Exercise details
Find the line containing "Target: pony ear" in the entries below. Restate it and each line after it, word for word, up to and including the line containing "Target: pony hoof".

###

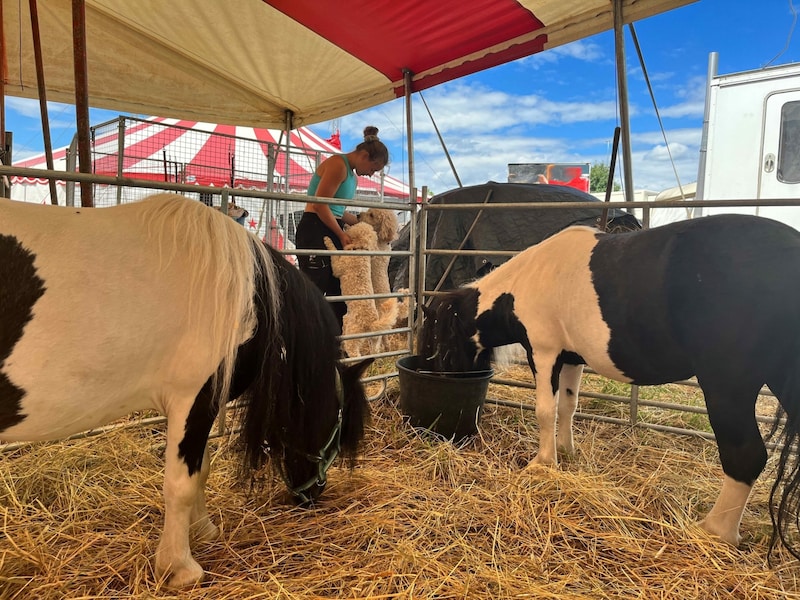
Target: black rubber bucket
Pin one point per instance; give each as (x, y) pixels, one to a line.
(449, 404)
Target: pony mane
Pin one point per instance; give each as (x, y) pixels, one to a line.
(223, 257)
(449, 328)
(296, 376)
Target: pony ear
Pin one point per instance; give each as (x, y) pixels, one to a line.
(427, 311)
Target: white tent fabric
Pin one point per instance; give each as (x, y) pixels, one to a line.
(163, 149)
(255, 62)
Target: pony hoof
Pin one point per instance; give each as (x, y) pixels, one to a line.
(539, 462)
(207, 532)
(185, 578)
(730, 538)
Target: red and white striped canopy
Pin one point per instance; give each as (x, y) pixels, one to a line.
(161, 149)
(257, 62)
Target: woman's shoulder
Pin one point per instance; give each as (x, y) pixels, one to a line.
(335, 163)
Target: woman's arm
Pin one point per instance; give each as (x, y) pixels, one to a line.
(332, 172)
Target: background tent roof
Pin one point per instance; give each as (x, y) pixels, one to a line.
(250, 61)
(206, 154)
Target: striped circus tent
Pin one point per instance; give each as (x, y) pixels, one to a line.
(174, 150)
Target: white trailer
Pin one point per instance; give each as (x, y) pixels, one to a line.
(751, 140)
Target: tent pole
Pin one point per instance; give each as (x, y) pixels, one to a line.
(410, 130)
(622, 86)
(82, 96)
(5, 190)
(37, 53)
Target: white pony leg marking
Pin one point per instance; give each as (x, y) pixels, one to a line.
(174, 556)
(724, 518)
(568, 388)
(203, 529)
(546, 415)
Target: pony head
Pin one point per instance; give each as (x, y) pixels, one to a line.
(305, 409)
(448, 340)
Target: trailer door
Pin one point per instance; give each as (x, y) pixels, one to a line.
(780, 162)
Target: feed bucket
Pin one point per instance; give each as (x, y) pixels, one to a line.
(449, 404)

###

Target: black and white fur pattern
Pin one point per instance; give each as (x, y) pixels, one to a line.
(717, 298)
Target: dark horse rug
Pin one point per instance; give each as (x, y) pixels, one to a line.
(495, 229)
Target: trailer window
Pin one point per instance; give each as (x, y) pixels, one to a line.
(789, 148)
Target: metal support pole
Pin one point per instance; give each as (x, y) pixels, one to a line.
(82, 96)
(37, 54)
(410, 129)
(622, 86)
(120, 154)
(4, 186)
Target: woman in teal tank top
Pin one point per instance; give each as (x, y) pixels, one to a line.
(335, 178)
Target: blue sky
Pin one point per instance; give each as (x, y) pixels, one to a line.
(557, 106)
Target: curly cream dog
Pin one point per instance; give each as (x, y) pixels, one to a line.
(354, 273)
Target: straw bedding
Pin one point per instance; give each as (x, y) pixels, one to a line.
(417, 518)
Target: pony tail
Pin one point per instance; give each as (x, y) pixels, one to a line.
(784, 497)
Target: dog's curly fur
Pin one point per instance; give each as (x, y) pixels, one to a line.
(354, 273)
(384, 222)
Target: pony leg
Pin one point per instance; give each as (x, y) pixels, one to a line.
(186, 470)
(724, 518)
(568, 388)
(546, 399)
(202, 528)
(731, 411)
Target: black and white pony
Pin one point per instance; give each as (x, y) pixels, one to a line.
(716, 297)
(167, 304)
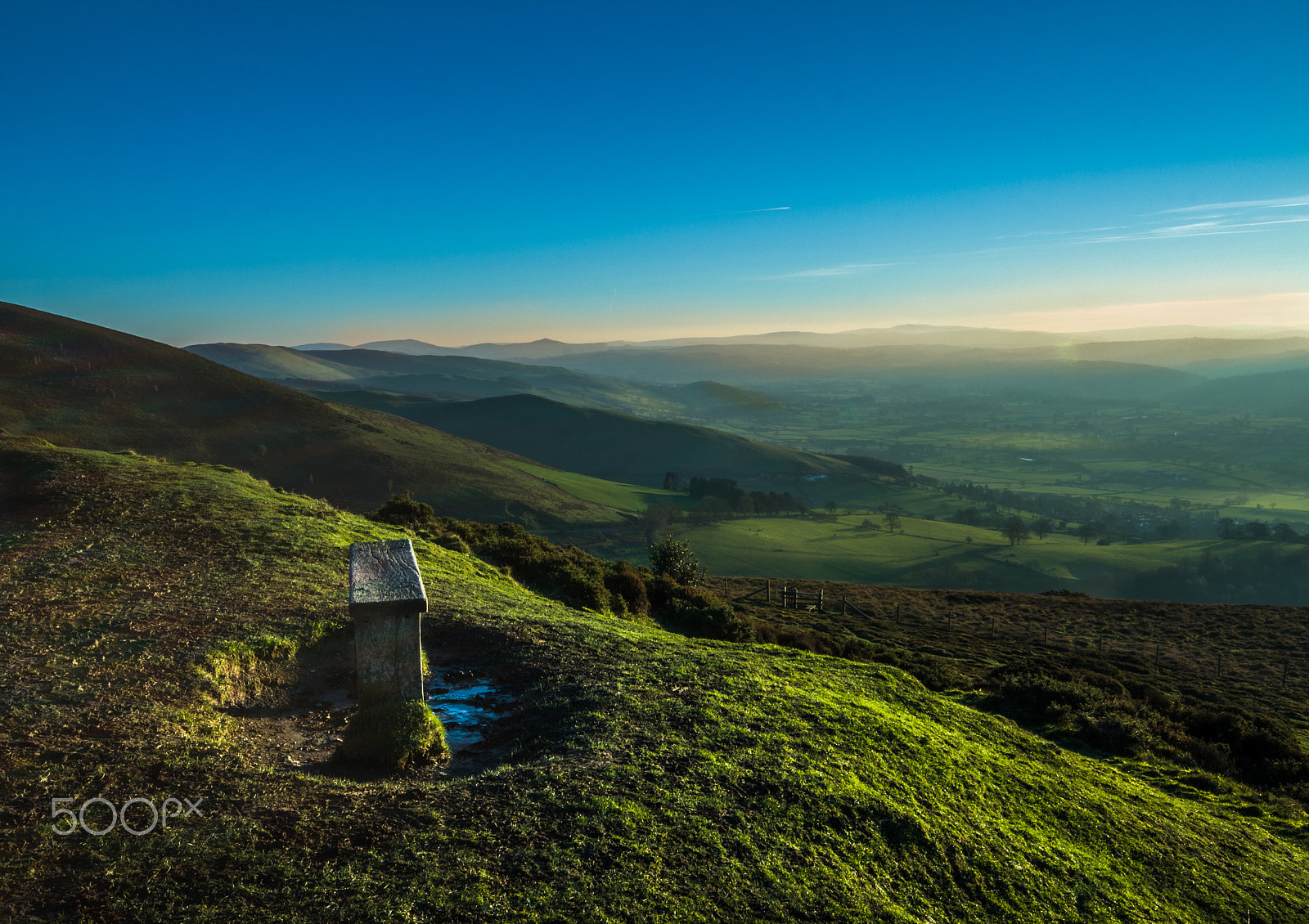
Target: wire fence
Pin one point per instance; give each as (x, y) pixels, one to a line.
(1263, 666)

###

Result
Target: pony ear
Pin one point per instance; give each as (x, y) pixels, one to a line.
(427, 311)
Target: white tent fabric
Pin one point per instance; give each as (x, y) pixels, one to a line.
(163, 149)
(255, 62)
Target: pony hoof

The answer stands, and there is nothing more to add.